• _Tasks for this exercise_:
- 1) According to the kernel mailing-list excerpt, how often does the self test fail when it is run with the kgdbtest harness?
- 2) Set down the passage of the kernel mailing-list excerpt starting with "The error reported" and going on through "than pure qemu).", word for word.
- 3) Translate this sentence from the kernel mailing-list excerpt into Spanish: "The error reported is that the trap handler tried to unlock a spinlock that isn't currently locked."

Unfortunately when testing using qemu/KVM (hosted on NXP
2k/Solidrun Honeycomb) the patch set is resulting in instability
running the built-in self tests (specifically this one:
https://git.kernel.org/pub/scm/linux/kernel/git/torvalds/linux.git/tree/drivers/misc/kgdbts.c#n74 ). Running this test using the kgdbtest harness
results in the test failing roughly a third of the time.

The error reported is that the trap handler tried to unlock a spinlock
that isn't currently locked. To be honest I suspect this is a generic
problem that the new feature happens to tickle (this test has
historically been unreliable on x86 too... and x86 is noteworthy for
being the only other platform I test using KVM rather than pure qemu).
Of course the only way to prove that would be to find and fix the
problem in the trap handler (which probably involves rewriting it) and I
haven't managed to do that yet.

In short, I think the debugger is more useful with this patchset than
without so, although it is caveated by the above, I'd call this:

Acked-by: Daniel Thompson <[email protected]>
Tested-by: Daniel Thompson <[email protected]>


Daniel.

2023-01-25 09:19:06

by Luis Machado

[permalink] [raw]
Subject: Re: [PATCH v5 0/2] arm64: Fix pending single-step debugging issues

Hi,

Is this expected to change single-stepping operation in usespace for debuggers (gdb/lldb)? If so, it would be nice to at least
test it a little to make sure it works.

On 1/24/23 18:04, Daniel Thompson wrote:
> On Thu, Jan 12, 2023 at 02:52:49PM +0530, Sumit Garg wrote:
>> Hi Will, Catalin,
>>
>> On Mon, 19 Dec 2022 at 15:55, Sumit Garg <[email protected]> wrote:
>>>
>>> This patch-set reworks pending fixes from Wei's series [1] to make
>>> single-step debugging via kgdb/kdb on arm64 work as expected. There was
>>> a prior discussion on ML [2] regarding if we should keep the interrupts
>>> enabled during single-stepping. So patch #1 follows suggestion from Will
>>> [3] to not disable interrupts during single stepping but rather skip
>>> single stepping within interrupt handler.

• _Given information_:
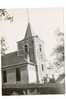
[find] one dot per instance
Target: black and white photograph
(32, 51)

• _Completed exercise_:
- 1) Roughly a third of the time.

- 2)
The error reported is that the trap handler tried to unlock a spinlock
that isn't currently locked. To be honest I suspect this is a generic
problem that the new feature happens to tickle (this test has
historically been unreliable on x86 too... and x86 is noteworthy for
being the only other platform I test using KVM rather than pure qemu).

- 3) El error notificado es que el manejador de trampas intentó desbloquear un spinlock que no está bloqueado actualmente.